▶ [Task description]: Please scale every coordinate in the answers of the listing below by 1.4, rounding each result to the nearest whole number with halves going up, and give all the lines again with the requests included. Leave the pictures out of your answer.
start Supplied material
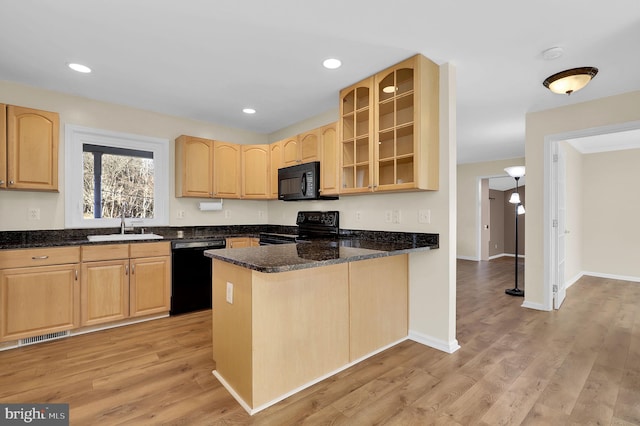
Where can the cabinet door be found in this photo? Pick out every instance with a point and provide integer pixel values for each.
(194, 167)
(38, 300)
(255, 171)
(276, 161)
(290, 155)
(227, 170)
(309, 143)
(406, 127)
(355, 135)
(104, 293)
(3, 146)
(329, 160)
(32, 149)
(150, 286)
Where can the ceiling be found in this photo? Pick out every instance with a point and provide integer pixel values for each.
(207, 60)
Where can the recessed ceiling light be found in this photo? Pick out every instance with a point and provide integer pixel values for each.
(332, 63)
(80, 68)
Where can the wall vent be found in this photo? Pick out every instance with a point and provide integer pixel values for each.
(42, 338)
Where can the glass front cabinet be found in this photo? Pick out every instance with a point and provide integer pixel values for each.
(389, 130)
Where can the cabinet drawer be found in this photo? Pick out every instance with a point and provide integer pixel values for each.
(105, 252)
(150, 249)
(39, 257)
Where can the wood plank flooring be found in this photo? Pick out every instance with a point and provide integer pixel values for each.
end Supplied material
▶ [Written solution]:
Where can the cabinet door be found in this photo? Pick out every instance with a point and provide integer pixel values for each.
(272, 234)
(53, 420)
(357, 239)
(386, 225)
(406, 217)
(318, 238)
(433, 200)
(568, 178)
(497, 189)
(146, 410)
(4, 204)
(461, 224)
(45, 209)
(210, 400)
Where can the ceiling be found in this photo? Pick out every instance with a point and provide integer pixel values for each.
(290, 84)
Where can the recessed ceiling light be found in this photo? Pick out every instance with a point and provide integer pixel values for each.
(465, 88)
(112, 95)
Where can the wall vent be found in this photo? Pick out every instance with a point and provide integer pixel values for each.
(59, 473)
Where can the glass front cabinet be found in this photo? Pick out every instance with a point and provide integer pixel values for each.
(545, 182)
Where can the cabinet drawer be found in this photo? Pick out every instance with a point and provide integer pixel values for each.
(147, 353)
(210, 349)
(55, 360)
Where can the wood plank flooring be found in this photo? Pick out every instance with a point and provide integer pixel values for each.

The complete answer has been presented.